§ **Problem to work on**
Go through the records below and return each line that has "target" in it.

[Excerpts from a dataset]
○ ○ ○ ○ ○

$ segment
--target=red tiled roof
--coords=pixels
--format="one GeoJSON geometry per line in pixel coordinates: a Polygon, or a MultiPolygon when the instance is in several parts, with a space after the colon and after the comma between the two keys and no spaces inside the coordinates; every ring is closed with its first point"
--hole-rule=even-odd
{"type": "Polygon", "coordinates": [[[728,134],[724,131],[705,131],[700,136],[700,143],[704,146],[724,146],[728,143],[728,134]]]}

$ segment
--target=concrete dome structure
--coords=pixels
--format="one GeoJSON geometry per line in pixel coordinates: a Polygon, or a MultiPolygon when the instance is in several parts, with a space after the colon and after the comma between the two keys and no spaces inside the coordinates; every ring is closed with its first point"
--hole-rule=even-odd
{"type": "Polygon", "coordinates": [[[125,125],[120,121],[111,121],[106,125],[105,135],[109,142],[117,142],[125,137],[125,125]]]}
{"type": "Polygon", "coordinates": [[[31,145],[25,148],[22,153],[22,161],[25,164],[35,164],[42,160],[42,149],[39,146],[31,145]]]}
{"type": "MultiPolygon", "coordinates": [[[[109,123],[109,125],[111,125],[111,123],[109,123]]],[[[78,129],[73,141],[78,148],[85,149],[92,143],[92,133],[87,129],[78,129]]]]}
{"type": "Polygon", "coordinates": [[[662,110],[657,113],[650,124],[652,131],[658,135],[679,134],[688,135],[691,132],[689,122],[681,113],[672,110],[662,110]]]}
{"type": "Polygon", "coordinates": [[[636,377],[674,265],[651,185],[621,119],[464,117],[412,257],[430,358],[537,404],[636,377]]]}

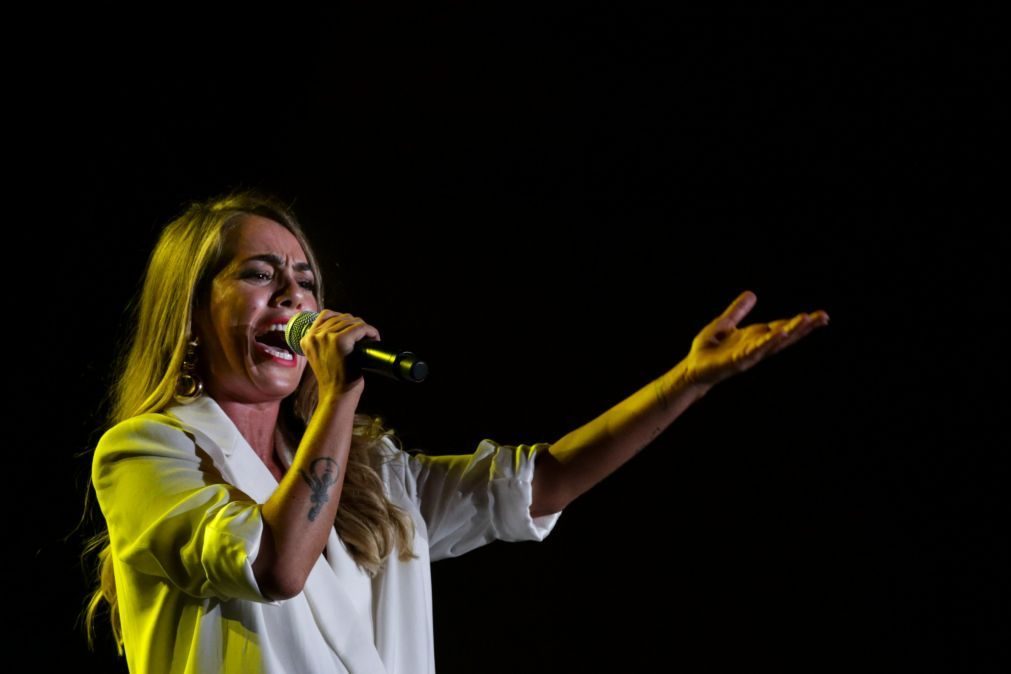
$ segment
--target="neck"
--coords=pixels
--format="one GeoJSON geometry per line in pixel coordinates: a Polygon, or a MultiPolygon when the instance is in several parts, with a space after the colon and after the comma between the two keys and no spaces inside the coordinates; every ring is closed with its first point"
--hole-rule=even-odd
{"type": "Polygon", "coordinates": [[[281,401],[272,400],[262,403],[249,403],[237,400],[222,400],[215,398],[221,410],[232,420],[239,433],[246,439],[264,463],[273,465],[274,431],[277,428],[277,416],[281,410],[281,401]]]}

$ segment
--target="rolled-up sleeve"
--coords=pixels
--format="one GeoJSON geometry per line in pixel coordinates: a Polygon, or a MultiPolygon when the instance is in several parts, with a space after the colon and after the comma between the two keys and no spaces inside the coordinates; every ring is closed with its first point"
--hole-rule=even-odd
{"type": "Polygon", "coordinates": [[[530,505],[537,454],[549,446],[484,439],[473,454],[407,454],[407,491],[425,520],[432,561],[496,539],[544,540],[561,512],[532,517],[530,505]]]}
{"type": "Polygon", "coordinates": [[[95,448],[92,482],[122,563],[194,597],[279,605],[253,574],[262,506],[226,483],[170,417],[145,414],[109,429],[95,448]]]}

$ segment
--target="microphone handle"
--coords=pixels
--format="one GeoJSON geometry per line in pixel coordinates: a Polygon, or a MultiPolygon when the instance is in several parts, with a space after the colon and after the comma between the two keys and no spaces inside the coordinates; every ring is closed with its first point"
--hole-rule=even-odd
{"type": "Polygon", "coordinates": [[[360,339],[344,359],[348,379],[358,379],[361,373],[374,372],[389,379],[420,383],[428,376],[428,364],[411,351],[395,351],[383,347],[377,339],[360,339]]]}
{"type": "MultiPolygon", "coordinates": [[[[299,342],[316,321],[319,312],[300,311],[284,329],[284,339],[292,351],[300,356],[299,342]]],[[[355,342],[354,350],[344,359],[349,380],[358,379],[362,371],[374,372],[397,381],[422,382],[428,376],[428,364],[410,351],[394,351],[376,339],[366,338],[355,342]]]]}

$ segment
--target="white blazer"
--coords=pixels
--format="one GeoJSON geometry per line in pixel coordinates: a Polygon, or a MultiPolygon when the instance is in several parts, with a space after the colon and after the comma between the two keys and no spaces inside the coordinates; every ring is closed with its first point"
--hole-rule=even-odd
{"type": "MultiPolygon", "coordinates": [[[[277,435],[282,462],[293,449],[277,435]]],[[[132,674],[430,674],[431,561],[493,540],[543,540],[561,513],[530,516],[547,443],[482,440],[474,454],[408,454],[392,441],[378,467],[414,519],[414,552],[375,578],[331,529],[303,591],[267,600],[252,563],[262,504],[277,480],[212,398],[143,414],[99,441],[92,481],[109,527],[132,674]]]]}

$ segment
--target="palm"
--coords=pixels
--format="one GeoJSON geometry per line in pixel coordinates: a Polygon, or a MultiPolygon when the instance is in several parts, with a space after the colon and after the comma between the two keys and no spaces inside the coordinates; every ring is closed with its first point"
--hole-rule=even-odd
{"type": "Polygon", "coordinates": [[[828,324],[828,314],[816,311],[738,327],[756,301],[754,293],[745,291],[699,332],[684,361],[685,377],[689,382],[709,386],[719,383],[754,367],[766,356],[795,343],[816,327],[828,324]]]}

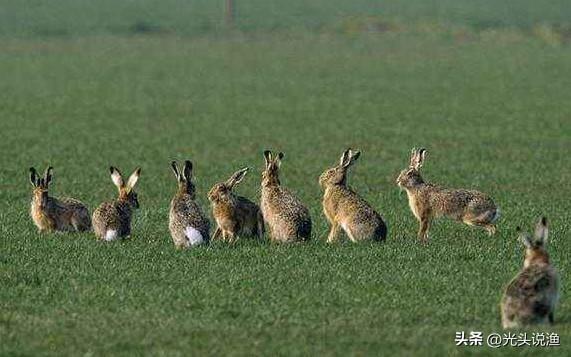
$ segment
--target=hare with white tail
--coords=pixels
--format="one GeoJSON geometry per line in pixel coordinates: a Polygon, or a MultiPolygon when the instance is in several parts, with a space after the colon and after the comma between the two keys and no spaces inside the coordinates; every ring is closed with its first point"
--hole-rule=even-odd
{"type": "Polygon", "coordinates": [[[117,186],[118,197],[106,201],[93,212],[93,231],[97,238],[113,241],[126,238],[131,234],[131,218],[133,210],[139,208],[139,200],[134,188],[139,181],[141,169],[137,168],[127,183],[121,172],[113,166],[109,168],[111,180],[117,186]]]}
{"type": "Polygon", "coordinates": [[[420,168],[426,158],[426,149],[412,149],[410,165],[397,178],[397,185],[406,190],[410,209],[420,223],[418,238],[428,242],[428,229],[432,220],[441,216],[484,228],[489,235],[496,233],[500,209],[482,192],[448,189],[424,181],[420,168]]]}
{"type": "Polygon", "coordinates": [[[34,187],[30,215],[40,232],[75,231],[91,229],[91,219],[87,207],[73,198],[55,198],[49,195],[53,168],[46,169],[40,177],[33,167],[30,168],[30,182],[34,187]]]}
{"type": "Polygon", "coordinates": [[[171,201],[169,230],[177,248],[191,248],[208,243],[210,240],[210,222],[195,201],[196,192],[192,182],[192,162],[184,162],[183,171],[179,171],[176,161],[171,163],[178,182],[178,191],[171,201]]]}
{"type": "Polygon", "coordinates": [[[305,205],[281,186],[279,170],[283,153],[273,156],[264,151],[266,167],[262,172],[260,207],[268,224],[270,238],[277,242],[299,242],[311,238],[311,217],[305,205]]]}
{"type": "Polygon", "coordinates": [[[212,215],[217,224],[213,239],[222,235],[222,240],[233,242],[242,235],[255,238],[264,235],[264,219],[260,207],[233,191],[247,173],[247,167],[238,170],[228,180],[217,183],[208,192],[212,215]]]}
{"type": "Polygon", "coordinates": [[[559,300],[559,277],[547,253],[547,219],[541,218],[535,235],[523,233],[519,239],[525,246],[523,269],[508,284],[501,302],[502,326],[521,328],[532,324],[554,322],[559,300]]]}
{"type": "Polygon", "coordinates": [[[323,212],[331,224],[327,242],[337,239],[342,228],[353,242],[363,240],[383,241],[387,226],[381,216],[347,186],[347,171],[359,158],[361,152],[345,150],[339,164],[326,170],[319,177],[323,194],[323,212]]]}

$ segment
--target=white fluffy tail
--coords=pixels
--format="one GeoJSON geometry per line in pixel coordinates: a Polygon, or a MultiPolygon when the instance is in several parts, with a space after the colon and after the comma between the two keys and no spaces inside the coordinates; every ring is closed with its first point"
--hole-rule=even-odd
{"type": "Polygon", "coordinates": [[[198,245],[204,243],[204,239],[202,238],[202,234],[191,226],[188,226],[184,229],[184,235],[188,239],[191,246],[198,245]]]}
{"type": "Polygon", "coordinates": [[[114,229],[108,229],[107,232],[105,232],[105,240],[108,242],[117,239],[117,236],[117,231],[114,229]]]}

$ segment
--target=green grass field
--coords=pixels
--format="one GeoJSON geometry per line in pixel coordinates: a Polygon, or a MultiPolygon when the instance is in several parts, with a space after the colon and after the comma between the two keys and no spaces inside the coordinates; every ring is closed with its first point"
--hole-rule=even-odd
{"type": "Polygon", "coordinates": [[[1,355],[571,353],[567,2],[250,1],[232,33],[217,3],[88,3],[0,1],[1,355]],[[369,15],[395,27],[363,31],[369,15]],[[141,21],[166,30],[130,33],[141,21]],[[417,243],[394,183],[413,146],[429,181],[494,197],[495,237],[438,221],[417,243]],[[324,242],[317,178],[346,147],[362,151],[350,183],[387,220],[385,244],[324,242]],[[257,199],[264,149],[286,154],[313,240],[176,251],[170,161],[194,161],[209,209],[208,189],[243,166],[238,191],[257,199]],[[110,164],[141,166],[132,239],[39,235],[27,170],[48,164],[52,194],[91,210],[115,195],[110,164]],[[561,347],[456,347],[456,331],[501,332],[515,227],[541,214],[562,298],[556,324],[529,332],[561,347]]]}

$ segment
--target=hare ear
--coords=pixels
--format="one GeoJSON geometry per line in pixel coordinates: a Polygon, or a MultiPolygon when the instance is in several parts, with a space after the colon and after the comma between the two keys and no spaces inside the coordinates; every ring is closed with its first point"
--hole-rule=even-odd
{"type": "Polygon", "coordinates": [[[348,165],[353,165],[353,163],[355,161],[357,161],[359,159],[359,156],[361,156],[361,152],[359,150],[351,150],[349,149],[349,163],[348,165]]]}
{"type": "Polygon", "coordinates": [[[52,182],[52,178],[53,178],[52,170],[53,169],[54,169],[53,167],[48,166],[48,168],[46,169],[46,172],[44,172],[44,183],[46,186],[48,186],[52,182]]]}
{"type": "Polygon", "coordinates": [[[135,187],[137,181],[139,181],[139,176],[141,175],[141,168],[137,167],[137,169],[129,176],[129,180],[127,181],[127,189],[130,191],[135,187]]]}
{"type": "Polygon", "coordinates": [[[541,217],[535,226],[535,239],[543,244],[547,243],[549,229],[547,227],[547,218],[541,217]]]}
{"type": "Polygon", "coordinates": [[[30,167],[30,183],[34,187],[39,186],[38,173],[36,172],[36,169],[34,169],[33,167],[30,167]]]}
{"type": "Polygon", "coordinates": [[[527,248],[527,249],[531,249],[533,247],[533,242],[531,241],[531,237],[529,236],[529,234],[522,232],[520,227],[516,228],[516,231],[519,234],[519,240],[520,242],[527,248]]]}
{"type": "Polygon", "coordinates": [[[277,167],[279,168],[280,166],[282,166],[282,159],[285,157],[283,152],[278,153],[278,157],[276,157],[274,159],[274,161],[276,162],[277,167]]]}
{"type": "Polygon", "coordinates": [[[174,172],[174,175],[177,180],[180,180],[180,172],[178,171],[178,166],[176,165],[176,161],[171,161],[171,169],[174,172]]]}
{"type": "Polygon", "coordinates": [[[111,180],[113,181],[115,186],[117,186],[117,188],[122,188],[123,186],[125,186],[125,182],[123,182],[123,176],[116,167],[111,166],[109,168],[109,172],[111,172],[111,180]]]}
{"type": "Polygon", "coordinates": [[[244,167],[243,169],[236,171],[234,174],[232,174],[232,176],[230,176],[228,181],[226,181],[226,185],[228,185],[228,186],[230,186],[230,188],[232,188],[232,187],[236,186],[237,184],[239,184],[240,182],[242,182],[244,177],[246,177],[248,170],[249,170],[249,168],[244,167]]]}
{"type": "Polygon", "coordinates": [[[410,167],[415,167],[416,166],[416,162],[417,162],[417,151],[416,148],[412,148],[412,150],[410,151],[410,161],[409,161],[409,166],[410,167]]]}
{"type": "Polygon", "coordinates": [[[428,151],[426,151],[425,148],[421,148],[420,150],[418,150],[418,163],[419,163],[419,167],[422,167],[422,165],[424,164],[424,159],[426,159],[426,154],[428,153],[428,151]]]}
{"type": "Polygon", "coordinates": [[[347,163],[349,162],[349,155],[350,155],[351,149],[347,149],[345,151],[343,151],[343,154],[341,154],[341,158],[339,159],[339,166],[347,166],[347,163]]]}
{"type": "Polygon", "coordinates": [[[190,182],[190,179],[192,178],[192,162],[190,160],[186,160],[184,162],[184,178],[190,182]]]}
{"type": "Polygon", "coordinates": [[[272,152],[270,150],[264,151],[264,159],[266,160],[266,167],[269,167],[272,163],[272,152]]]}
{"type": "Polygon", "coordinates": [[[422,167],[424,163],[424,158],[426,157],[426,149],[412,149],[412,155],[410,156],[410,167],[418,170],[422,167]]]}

○ ○ ○ ○ ○

§ **Task answer**
--target=red tiled roof
--target=concrete dome structure
--target="neck"
--target="rolled-up sleeve"
--target="microphone handle"
--target="white blazer"
--target="palm"
--target=hare with white tail
--target=white fluffy tail
--target=green grass field
--target=hare ear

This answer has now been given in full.